**WHAT TO WORK ON**.
Copy out the material below, renaming every "banner" to "flag" and leaving everything else unchanged.

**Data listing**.
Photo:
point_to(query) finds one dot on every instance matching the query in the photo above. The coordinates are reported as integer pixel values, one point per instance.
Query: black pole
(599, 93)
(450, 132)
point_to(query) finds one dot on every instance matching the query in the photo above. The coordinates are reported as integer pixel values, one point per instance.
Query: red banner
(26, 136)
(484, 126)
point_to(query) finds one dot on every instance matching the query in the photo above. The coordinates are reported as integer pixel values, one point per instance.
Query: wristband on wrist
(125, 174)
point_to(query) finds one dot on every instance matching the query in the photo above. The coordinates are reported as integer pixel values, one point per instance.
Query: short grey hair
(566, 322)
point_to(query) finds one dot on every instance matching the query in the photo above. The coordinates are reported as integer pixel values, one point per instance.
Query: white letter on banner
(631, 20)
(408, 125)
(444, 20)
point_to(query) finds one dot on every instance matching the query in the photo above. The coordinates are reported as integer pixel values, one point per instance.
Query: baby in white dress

**WRITTEN SOLUTION**.
Photo:
point_to(query) finds one dot on every instance matching the query in the photo above. The coordinates are reported as integer pixel values, one point per instance.
Query: black pole
(599, 93)
(450, 132)
point_to(query) finds one dot on every instance matching the query in the photo above. The coordinates are reported as integer pixel values, one point per instance.
Query: red flag
(26, 136)
(484, 126)
point_to(query) finds one dot on every instance matching the query in the photo above. The coordinates are reported as integer pixel values, one point per instance.
Query: wristband on wrist
(125, 174)
point_to(query) finds one dot on every instance matching the query in the photo above. The coordinates are reported as integer pixel values, one point per instance.
Query: short grey hair
(566, 322)
point_to(query) finds one dot on every instance matching the query in the photo above. The coordinates are reported as integer pixel values, one point per instance.
Query: white letter on flag
(631, 20)
(408, 125)
(444, 20)
point_to(query) finds one dot on every instance matching the query in the photo above. The coordinates are reported as integer pixel values, one point per instance.
Query: baby in white dress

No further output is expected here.